= Your instructions =
Add 130 to every x and y coordinate in the answers, and reproduce only the entries from the line containing "Task: locate the yellow coconut" through the line containing "x=243 y=206", both included, with their requests unchanged.
··· Dataset ···
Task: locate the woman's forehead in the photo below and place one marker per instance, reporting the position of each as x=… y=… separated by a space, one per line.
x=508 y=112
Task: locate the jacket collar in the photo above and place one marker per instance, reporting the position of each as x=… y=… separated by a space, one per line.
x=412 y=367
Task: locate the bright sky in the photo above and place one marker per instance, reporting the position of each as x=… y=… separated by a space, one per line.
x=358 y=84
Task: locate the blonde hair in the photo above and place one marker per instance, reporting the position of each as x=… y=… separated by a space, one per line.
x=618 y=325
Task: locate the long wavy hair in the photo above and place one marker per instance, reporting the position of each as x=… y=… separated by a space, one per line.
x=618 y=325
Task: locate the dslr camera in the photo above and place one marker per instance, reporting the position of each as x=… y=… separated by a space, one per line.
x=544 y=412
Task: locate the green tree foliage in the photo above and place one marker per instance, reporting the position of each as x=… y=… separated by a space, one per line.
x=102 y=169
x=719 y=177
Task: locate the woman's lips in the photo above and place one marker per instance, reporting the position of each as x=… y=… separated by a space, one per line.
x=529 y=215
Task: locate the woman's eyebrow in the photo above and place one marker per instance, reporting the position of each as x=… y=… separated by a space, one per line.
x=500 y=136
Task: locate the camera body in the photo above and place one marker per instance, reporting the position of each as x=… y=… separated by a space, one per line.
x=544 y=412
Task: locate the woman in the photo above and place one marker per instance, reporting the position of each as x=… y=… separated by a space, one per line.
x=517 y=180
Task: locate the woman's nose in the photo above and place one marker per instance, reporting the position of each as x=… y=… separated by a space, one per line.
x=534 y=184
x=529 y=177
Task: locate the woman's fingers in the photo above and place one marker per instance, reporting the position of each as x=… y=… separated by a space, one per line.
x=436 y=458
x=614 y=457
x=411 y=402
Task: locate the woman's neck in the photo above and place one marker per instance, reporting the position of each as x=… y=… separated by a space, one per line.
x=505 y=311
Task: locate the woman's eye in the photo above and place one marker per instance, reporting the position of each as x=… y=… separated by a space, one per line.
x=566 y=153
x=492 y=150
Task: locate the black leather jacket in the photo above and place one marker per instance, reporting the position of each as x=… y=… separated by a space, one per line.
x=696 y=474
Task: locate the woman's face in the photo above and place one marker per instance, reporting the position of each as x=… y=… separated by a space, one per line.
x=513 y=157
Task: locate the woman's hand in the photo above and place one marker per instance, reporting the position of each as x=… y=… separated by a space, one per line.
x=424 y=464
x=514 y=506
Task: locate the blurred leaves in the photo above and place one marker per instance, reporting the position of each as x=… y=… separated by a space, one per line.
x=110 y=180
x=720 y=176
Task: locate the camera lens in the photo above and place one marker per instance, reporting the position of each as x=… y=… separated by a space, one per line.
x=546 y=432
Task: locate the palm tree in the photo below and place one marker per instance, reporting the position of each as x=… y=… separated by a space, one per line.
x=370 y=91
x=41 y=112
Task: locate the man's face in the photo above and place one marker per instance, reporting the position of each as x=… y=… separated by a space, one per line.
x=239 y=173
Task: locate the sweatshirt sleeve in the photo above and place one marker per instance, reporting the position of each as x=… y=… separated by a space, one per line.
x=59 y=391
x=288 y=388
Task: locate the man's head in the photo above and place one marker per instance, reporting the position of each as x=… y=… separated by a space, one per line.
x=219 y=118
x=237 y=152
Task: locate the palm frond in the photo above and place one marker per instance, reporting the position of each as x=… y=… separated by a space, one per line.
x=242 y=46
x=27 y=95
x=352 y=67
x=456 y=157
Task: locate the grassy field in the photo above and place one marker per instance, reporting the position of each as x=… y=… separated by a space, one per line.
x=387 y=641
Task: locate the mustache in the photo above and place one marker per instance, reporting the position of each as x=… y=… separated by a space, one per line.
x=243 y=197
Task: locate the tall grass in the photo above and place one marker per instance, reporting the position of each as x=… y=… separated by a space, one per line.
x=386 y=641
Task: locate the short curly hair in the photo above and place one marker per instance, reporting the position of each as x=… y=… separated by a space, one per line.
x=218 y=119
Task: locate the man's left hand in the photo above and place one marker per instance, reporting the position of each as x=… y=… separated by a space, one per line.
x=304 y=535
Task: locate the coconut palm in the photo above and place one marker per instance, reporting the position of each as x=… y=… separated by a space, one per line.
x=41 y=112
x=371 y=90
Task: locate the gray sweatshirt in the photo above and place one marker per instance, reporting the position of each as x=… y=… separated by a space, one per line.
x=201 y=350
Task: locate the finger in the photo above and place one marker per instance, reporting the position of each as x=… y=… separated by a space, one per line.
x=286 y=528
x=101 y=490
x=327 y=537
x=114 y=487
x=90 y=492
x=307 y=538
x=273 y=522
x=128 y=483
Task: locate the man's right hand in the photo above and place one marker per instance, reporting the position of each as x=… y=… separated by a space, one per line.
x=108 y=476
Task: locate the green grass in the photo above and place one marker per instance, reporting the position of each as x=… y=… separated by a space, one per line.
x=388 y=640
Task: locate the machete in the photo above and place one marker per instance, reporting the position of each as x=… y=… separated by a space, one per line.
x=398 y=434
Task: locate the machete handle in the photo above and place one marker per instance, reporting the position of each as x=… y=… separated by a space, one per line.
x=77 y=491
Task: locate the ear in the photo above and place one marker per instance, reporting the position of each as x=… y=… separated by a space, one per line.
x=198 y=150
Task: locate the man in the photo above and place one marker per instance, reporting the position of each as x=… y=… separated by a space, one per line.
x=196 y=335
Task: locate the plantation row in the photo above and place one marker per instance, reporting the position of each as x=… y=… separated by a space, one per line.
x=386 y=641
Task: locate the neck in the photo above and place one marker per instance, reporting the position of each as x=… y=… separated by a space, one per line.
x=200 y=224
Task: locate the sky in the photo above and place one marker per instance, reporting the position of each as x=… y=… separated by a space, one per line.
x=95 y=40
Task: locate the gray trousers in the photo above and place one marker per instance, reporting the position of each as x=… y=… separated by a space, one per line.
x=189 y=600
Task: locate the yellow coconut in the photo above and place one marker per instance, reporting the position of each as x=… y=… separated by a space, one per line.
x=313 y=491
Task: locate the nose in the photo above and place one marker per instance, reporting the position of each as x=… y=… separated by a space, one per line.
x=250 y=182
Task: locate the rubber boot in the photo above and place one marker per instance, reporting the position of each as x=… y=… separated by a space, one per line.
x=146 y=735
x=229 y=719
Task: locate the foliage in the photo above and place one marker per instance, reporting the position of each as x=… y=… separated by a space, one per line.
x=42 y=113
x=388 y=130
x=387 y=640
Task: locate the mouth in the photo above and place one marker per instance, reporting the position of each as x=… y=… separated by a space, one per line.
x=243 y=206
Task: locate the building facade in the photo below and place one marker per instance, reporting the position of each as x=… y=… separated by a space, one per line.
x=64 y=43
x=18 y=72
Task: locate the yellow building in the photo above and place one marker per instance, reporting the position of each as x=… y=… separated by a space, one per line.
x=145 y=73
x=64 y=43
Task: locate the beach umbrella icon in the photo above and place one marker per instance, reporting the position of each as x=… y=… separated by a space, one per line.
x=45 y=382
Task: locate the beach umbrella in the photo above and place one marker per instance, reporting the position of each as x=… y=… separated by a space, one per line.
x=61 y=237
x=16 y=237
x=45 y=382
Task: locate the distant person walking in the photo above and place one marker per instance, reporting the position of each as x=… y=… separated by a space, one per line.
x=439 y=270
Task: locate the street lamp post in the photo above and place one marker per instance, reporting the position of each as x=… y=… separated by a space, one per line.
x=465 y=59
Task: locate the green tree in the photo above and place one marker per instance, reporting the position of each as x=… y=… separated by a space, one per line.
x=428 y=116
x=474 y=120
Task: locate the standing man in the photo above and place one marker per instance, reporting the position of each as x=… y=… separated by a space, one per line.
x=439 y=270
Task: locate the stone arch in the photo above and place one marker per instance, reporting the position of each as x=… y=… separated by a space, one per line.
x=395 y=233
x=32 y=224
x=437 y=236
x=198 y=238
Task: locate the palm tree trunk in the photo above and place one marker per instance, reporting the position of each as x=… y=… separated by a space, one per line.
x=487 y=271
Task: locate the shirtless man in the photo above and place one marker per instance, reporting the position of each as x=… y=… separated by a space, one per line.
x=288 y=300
···
= Reply to the task =
Task: locate the yellow coconut in the photo above and place one marker per instance, reporting the position of each as x=… y=… separated by a space, one per line.
x=443 y=621
Task: locate the nose in the photo above and place one marker per instance, reporting the position of each as x=… y=… separated by a space, one per line.
x=380 y=312
Task: locate the rubber boot in the photo above and place one marker per instance, reporting the position of each as x=… y=… separated by a space, one per line.
x=276 y=865
x=359 y=849
Task: locate the foliage in the photo above and place one marker per instance, reporting the position of each as x=… y=… separated by a space, one per line.
x=172 y=243
x=518 y=260
x=517 y=770
Task: locate the mouth in the photo above and place one marker per instance, reporting the position of each as x=… y=… separated by a space, one per line.
x=373 y=336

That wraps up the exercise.